Saved entries
BEGIN

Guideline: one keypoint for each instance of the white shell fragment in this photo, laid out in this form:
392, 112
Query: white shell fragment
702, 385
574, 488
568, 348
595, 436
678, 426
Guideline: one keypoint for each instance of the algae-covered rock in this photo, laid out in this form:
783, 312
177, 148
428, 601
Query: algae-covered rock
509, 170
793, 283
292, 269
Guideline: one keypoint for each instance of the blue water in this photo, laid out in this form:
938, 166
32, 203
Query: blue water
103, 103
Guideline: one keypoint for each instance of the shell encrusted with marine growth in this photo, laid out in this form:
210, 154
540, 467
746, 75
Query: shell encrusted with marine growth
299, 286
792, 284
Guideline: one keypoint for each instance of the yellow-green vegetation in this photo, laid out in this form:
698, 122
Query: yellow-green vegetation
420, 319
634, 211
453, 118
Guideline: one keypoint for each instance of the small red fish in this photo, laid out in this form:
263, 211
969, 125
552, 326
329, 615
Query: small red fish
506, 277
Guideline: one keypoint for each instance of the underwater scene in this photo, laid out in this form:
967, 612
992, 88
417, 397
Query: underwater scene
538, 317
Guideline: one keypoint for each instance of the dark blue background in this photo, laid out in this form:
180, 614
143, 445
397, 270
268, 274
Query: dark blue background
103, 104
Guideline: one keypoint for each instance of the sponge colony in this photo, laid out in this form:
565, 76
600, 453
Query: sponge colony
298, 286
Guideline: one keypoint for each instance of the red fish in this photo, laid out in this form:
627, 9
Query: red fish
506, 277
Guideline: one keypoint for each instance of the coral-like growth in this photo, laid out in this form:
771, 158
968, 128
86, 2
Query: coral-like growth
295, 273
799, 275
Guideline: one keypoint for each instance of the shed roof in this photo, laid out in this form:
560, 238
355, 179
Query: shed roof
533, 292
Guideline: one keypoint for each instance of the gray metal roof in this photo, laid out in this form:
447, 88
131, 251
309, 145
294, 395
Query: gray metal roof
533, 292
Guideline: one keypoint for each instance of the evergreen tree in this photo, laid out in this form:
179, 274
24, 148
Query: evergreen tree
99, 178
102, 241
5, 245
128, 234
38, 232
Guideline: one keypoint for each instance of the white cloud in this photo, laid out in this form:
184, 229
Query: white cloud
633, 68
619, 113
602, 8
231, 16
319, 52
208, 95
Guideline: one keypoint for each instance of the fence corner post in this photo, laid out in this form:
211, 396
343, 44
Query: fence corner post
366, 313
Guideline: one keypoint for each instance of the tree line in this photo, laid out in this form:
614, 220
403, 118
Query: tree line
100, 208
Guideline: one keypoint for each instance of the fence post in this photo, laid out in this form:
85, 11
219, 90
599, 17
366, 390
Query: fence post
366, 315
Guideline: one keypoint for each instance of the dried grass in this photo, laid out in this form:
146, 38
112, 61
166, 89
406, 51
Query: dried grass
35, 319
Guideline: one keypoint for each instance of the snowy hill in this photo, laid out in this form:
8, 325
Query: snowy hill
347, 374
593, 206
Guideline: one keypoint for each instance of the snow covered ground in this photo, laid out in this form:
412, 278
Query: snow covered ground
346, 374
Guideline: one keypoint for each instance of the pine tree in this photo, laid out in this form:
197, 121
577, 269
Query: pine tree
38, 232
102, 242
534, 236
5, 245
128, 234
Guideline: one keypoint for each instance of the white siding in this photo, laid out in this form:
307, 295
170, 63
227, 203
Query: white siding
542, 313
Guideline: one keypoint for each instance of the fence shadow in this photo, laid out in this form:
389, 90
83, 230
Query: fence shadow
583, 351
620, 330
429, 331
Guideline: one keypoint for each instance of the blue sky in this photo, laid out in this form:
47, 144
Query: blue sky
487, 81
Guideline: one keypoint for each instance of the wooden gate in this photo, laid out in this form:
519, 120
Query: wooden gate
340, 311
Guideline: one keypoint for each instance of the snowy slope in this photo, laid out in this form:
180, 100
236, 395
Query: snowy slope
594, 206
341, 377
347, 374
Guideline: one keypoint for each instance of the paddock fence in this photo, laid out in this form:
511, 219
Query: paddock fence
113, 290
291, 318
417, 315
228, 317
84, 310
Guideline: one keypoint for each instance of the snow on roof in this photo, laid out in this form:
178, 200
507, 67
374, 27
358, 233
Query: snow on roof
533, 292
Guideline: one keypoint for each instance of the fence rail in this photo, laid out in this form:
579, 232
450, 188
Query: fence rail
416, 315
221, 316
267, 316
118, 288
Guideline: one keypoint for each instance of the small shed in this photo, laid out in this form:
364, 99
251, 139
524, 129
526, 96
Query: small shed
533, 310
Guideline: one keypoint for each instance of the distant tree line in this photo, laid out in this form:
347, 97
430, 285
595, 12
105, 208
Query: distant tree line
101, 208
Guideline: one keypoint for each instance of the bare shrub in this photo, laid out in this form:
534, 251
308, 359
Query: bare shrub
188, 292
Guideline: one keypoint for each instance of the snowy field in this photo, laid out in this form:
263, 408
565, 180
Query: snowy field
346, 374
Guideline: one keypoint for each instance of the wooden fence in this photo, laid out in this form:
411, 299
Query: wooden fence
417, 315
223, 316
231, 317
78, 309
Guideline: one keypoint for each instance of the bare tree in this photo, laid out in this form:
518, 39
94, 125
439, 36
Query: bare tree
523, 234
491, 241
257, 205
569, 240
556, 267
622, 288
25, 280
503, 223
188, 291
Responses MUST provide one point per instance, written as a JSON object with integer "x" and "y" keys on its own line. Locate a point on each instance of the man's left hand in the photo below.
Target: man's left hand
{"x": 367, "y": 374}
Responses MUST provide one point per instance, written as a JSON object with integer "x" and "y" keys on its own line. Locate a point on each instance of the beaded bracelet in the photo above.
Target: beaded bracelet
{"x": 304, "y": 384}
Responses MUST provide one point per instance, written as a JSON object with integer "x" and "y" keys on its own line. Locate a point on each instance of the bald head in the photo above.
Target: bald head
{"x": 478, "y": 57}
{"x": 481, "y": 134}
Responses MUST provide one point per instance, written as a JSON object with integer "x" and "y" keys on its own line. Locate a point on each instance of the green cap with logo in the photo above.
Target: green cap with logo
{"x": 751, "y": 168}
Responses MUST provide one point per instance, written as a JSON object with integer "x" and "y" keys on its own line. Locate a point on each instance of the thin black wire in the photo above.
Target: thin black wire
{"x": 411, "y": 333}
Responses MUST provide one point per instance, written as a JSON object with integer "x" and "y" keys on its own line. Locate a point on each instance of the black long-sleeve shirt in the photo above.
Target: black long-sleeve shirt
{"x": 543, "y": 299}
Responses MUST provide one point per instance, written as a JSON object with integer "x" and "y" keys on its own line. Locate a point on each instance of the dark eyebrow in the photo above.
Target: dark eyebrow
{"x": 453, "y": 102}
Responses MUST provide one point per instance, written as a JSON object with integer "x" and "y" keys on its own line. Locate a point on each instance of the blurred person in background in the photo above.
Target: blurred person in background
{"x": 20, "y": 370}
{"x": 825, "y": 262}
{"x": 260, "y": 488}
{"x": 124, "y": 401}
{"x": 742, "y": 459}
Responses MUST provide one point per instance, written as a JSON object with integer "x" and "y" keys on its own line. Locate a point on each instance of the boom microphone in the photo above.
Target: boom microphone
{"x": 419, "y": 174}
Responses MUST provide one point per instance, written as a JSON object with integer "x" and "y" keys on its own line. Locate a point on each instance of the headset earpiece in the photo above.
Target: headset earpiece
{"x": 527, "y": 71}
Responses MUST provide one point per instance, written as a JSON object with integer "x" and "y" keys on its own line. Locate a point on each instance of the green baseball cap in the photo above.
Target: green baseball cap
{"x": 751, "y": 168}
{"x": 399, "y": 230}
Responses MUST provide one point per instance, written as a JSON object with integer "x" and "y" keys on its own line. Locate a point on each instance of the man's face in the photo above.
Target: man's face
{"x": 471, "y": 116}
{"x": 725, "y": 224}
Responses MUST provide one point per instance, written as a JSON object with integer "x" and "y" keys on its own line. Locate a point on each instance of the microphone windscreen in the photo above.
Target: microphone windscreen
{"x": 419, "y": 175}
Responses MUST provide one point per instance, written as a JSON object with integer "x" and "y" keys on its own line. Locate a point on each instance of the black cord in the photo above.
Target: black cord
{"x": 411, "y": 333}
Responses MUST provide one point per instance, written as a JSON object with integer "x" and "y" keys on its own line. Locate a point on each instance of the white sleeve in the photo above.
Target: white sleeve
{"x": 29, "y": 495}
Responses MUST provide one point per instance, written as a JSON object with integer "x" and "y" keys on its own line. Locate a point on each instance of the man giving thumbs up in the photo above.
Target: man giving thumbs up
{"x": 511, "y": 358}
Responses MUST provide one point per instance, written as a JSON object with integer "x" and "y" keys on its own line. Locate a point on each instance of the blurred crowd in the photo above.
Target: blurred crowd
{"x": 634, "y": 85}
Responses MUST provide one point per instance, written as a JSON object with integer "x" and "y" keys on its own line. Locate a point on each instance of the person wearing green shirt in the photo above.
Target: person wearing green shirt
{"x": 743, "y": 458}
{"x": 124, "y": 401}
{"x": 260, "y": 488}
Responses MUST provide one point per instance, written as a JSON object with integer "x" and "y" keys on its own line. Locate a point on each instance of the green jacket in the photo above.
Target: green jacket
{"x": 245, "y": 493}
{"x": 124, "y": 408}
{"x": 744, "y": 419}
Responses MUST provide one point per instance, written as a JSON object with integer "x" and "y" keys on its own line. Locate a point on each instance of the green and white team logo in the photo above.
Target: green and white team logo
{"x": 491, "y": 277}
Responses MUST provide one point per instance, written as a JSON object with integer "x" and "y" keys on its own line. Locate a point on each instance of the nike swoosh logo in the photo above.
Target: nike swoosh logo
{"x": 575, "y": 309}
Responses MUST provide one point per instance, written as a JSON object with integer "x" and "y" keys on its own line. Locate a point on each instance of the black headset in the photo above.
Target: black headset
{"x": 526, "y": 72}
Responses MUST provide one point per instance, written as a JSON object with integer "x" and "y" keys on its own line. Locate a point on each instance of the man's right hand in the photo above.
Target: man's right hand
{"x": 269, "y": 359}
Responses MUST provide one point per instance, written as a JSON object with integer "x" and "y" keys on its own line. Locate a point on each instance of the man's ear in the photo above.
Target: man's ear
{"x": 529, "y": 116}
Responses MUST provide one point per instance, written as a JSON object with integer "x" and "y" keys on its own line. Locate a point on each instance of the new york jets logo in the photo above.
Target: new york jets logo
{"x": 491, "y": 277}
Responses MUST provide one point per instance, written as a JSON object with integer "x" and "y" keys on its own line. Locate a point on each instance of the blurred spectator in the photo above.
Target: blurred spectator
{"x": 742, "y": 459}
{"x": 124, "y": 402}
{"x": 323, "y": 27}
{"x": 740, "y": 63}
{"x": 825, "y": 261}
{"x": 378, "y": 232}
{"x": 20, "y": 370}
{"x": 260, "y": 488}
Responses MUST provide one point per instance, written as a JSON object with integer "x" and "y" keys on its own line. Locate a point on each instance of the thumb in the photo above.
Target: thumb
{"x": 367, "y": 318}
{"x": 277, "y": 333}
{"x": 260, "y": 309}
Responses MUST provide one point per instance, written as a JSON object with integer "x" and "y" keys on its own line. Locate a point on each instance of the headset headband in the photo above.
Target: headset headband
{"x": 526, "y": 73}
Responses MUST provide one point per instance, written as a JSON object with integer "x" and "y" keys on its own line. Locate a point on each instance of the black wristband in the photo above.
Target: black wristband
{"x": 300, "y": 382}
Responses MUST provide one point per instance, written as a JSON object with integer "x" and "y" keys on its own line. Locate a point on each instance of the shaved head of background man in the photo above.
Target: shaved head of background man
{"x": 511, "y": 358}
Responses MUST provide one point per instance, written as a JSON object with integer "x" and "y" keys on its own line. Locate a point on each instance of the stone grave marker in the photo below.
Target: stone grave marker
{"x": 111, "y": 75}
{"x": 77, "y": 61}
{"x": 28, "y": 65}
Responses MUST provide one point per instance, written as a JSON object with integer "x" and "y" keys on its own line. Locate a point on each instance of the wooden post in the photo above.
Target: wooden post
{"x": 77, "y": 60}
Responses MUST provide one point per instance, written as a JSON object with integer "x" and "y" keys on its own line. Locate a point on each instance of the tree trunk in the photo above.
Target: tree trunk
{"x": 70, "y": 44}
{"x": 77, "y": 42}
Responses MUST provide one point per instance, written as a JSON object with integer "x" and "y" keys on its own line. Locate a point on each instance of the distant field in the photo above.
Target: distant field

END

All lines above from the one containing "Guideline: one keypoint for each instance of the shell" to the one containing "Guideline: one keypoint for each instance of the underwater" must be repeated exactly, both lines included, and no others.

→ **SOLUTION**
Guideline: one keypoint for each instance of the shell encrusted with marine growth in this photo, laid out in this form:
210, 154
540, 467
746, 75
Query: shell encrusted with marine growth
299, 286
792, 284
Guideline: one keypoint for each instance of the yellow-green vegetation in this photo, laid out in this form:
698, 122
Query: yellow-green vegetation
420, 319
634, 211
453, 118
Guideline: one keypoint for each instance of the small red fish in this photo, laid out in this form:
263, 211
969, 125
552, 326
329, 615
Query: small red fish
506, 277
Guideline: one keypoint for each instance of the underwater scene in this photo, laid out in this form:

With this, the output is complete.